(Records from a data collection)
* * *
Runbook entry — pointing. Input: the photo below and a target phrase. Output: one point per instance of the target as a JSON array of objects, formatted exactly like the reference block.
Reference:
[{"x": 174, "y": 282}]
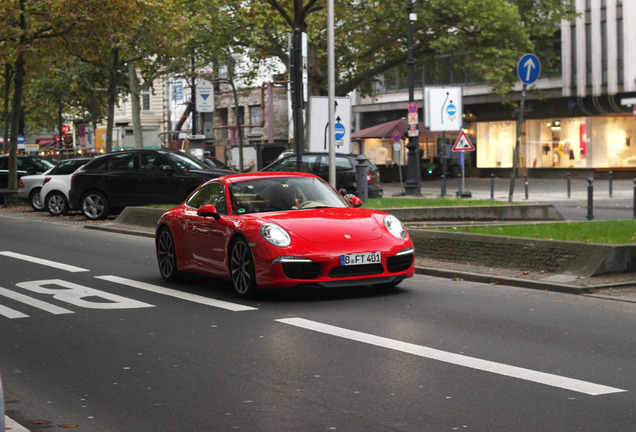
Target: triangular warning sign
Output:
[{"x": 463, "y": 143}]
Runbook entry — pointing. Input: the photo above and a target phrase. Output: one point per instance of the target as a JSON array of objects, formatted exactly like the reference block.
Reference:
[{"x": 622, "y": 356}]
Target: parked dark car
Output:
[
  {"x": 27, "y": 165},
  {"x": 115, "y": 180},
  {"x": 318, "y": 164}
]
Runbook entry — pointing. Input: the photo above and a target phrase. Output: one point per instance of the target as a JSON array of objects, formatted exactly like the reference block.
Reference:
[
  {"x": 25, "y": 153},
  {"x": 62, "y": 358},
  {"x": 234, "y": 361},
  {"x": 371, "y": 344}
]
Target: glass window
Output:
[
  {"x": 145, "y": 98},
  {"x": 210, "y": 194},
  {"x": 256, "y": 119},
  {"x": 152, "y": 162}
]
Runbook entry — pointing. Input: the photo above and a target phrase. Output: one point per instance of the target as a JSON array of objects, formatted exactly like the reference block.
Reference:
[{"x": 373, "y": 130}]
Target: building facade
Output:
[{"x": 579, "y": 119}]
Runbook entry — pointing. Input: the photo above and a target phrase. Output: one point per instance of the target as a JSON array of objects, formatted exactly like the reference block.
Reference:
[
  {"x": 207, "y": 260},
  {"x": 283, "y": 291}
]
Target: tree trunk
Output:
[
  {"x": 133, "y": 82},
  {"x": 8, "y": 72},
  {"x": 112, "y": 99}
]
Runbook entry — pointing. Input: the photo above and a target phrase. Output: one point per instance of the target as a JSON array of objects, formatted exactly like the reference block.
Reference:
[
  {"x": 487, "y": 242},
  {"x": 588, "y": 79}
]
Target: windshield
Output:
[
  {"x": 43, "y": 164},
  {"x": 283, "y": 193},
  {"x": 186, "y": 162},
  {"x": 68, "y": 166}
]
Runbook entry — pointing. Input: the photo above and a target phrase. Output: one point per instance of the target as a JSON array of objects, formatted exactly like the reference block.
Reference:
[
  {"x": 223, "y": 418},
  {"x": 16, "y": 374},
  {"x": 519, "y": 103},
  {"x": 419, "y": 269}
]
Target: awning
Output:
[{"x": 385, "y": 130}]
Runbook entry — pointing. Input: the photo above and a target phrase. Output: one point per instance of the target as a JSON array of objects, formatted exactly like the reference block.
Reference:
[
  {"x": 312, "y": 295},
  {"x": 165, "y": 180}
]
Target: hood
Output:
[{"x": 331, "y": 225}]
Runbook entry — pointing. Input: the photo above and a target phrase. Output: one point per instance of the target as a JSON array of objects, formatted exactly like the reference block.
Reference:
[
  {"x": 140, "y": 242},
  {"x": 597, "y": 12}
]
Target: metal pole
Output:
[
  {"x": 413, "y": 176},
  {"x": 515, "y": 157},
  {"x": 331, "y": 93},
  {"x": 634, "y": 204},
  {"x": 590, "y": 199}
]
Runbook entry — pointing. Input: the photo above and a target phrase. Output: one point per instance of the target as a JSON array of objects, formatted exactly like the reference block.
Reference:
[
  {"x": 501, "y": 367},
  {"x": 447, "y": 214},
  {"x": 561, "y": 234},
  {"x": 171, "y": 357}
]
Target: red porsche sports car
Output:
[{"x": 271, "y": 230}]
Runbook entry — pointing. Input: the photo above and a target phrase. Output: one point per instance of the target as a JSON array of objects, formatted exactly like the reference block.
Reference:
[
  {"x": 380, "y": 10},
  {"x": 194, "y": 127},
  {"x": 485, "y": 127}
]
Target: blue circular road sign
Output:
[
  {"x": 340, "y": 131},
  {"x": 529, "y": 68}
]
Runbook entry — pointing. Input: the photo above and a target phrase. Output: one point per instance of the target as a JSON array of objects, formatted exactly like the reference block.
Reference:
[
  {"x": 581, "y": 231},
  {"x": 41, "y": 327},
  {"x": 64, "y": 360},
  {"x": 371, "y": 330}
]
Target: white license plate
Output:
[{"x": 358, "y": 259}]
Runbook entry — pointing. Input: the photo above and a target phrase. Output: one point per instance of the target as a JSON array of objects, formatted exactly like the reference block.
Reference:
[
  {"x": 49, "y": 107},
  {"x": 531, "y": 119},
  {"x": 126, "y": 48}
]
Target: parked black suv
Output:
[
  {"x": 318, "y": 164},
  {"x": 115, "y": 180},
  {"x": 27, "y": 165}
]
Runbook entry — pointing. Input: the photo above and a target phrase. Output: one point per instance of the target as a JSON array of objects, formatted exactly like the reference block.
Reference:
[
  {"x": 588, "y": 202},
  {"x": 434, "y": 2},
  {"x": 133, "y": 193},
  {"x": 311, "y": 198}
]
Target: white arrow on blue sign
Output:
[{"x": 529, "y": 68}]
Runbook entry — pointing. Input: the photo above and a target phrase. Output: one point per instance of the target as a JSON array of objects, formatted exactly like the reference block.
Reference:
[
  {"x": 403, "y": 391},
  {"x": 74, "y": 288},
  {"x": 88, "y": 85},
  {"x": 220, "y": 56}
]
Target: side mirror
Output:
[
  {"x": 208, "y": 210},
  {"x": 353, "y": 200}
]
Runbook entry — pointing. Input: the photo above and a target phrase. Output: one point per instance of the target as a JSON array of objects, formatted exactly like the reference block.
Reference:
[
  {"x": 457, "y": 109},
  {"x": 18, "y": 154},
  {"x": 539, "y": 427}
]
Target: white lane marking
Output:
[
  {"x": 11, "y": 313},
  {"x": 56, "y": 310},
  {"x": 79, "y": 295},
  {"x": 44, "y": 262},
  {"x": 10, "y": 425},
  {"x": 177, "y": 294},
  {"x": 457, "y": 359}
]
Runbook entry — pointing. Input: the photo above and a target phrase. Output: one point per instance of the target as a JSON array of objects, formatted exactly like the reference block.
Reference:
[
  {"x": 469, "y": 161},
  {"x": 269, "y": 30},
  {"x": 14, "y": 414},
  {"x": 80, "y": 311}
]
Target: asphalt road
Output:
[{"x": 92, "y": 339}]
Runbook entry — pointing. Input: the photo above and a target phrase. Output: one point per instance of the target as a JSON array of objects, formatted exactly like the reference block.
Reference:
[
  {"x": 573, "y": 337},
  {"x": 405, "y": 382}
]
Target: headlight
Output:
[
  {"x": 394, "y": 226},
  {"x": 275, "y": 235}
]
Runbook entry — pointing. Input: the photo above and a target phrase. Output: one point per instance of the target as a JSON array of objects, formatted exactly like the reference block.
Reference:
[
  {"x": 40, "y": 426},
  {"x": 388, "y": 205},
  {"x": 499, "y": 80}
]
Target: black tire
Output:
[
  {"x": 242, "y": 273},
  {"x": 95, "y": 206},
  {"x": 37, "y": 204},
  {"x": 166, "y": 256},
  {"x": 56, "y": 203}
]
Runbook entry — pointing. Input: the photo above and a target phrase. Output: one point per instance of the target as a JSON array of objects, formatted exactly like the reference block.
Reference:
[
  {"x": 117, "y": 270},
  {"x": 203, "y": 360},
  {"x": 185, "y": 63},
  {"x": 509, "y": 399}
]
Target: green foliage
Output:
[{"x": 610, "y": 232}]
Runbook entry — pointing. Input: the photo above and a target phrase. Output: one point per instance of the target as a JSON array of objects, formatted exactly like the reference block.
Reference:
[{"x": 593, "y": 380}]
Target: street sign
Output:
[
  {"x": 443, "y": 108},
  {"x": 319, "y": 124},
  {"x": 463, "y": 143},
  {"x": 529, "y": 68},
  {"x": 205, "y": 96}
]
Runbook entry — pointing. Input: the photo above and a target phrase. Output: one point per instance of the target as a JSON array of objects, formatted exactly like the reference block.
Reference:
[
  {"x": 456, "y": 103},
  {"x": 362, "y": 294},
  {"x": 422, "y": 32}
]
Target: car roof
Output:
[{"x": 234, "y": 178}]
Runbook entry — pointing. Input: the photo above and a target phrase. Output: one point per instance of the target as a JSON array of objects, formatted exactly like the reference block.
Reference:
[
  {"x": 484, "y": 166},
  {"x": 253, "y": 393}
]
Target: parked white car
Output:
[
  {"x": 57, "y": 183},
  {"x": 29, "y": 187}
]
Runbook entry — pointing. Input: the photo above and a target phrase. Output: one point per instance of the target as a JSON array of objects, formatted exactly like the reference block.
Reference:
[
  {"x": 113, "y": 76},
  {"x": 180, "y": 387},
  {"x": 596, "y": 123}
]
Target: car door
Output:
[
  {"x": 204, "y": 237},
  {"x": 121, "y": 179},
  {"x": 159, "y": 181}
]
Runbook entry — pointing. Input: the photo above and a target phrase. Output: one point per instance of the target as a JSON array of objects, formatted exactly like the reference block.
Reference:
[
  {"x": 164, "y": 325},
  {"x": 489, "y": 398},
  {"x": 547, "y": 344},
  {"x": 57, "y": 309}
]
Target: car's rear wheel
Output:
[
  {"x": 166, "y": 256},
  {"x": 95, "y": 206},
  {"x": 35, "y": 200},
  {"x": 56, "y": 203},
  {"x": 242, "y": 268}
]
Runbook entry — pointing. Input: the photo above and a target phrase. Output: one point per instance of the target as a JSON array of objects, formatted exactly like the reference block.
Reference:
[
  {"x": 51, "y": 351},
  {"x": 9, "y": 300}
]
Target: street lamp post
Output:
[{"x": 413, "y": 177}]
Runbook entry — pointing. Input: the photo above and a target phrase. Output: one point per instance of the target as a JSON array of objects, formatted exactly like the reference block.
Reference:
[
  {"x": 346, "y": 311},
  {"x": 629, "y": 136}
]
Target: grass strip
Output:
[{"x": 606, "y": 232}]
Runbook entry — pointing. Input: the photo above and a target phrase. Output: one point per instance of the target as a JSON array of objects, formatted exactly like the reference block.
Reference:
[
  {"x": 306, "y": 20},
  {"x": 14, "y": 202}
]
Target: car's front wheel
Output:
[
  {"x": 36, "y": 200},
  {"x": 166, "y": 256},
  {"x": 95, "y": 206},
  {"x": 242, "y": 268},
  {"x": 56, "y": 203}
]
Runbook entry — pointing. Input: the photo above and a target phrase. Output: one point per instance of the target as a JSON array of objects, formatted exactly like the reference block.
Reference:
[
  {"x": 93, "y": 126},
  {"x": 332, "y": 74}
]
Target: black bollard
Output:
[
  {"x": 590, "y": 199},
  {"x": 443, "y": 185}
]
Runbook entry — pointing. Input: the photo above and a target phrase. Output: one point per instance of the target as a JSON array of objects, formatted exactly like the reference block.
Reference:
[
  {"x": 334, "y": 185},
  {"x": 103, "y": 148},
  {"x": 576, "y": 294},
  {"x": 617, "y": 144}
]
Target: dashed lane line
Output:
[
  {"x": 44, "y": 262},
  {"x": 234, "y": 307}
]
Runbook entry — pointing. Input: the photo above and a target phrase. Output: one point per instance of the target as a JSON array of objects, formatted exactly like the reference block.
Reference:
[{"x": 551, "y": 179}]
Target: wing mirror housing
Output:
[
  {"x": 208, "y": 210},
  {"x": 353, "y": 200}
]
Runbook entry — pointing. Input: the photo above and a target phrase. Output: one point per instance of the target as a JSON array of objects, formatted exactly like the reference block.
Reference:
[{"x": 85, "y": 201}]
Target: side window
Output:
[
  {"x": 343, "y": 164},
  {"x": 212, "y": 193},
  {"x": 125, "y": 161},
  {"x": 151, "y": 162}
]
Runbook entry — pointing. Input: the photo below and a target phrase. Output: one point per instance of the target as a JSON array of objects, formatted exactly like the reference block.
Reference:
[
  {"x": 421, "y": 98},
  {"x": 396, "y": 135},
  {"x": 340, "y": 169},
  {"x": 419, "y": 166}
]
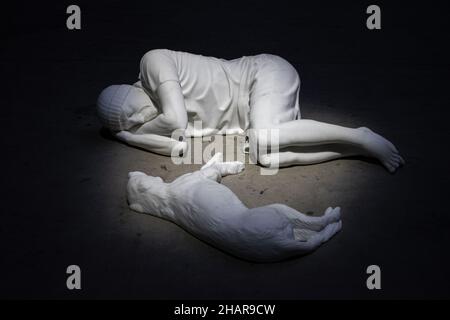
* * *
Look at each line above and note whether it holds the word "blue". Report how many do, as the number only.

2